-- START GIVEN DATA --
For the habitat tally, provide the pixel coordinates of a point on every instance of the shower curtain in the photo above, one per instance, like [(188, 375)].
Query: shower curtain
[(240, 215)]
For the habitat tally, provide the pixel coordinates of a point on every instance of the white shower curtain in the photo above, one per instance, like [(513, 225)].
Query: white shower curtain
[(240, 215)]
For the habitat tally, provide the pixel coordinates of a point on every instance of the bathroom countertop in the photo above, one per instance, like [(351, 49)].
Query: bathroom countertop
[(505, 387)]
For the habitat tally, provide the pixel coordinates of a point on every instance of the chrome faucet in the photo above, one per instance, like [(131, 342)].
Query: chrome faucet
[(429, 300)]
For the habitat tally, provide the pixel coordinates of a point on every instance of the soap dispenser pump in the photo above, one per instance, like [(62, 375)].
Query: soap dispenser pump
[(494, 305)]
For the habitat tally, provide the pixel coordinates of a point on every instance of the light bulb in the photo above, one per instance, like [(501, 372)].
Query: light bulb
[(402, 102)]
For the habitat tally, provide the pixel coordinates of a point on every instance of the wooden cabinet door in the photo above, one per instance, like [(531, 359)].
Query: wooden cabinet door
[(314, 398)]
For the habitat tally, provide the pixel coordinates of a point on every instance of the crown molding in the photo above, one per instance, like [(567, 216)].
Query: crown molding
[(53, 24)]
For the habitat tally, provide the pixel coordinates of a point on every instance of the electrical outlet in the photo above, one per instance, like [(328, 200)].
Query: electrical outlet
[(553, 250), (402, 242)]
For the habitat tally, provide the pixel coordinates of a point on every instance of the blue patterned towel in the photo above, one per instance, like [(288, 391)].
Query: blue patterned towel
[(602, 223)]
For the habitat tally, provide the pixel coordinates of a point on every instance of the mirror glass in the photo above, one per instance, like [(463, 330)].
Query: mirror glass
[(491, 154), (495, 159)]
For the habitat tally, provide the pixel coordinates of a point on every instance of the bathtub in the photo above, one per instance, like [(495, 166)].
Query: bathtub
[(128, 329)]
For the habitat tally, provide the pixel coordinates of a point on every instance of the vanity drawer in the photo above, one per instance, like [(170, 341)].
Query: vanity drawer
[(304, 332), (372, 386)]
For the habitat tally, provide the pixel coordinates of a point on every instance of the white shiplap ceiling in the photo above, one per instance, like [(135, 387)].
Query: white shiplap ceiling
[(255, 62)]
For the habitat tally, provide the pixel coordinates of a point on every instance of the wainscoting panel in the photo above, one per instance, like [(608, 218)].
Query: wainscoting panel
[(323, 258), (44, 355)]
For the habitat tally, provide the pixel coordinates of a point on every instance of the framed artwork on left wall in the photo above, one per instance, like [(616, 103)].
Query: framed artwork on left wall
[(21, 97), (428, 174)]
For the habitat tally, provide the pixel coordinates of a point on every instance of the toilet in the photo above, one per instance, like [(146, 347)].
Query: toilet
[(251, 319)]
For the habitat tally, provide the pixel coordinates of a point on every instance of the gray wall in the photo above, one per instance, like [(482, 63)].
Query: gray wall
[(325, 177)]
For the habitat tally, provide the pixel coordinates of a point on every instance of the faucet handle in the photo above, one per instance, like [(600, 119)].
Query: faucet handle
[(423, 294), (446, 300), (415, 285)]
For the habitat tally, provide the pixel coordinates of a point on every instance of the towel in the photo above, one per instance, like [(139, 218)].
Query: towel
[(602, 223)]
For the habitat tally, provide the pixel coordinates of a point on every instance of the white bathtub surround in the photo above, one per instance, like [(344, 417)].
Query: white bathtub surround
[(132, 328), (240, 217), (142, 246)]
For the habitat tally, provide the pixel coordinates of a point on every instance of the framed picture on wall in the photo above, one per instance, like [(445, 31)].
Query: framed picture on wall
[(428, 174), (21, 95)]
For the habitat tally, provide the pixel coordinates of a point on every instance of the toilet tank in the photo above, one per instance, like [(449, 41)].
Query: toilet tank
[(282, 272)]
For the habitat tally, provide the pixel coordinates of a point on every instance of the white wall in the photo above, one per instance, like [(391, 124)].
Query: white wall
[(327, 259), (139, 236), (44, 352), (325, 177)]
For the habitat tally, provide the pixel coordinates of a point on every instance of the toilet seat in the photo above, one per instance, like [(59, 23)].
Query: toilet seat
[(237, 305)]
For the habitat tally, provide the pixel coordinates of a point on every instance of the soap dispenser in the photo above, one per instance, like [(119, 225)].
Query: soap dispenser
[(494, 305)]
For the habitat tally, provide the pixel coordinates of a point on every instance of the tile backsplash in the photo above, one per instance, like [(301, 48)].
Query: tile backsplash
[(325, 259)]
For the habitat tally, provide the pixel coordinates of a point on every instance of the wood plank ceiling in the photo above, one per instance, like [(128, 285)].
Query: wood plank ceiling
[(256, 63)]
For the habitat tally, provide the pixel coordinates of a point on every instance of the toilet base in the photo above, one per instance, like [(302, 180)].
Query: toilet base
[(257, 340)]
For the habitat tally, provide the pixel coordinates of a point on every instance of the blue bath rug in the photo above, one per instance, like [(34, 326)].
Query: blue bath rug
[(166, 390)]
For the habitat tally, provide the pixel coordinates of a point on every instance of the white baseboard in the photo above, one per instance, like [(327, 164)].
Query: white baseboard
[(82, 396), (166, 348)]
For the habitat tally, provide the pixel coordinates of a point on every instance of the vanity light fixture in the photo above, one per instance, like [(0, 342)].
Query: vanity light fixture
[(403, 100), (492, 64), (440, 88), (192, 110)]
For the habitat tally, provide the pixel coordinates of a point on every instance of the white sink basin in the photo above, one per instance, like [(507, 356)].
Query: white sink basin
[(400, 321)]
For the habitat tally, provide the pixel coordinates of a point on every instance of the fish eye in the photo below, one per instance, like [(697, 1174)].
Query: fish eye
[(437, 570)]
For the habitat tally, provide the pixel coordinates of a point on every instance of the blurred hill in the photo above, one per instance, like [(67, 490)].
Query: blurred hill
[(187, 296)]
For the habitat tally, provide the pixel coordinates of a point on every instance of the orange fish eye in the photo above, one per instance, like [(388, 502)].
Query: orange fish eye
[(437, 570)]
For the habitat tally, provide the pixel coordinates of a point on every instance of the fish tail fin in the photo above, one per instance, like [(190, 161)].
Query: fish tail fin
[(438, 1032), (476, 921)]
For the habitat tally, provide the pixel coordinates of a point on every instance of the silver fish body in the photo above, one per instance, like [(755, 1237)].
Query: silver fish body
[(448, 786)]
-- END GIVEN DATA --
WHAT THE TASK ASKS: Give the stretch of the data that begins with the line containing "like [(302, 180)]." and ends with the line containing "[(166, 390)]", both of these lines included, as a JSON list of strings with one string per line and blank lines omitted.

RESPONSE TO THE EXERCISE:
[
  "For the habitat tally, provide the pixel coordinates of a point on every instance of the toilet base in the photo above, one per instance, like [(302, 180)].",
  "Query: toilet base",
  "[(257, 340)]",
  "For the habitat tally, provide the pixel coordinates of a point on every instance of the blue bath rug in the photo above, one per instance, like [(34, 326)].",
  "Query: blue bath rug",
  "[(166, 390)]"
]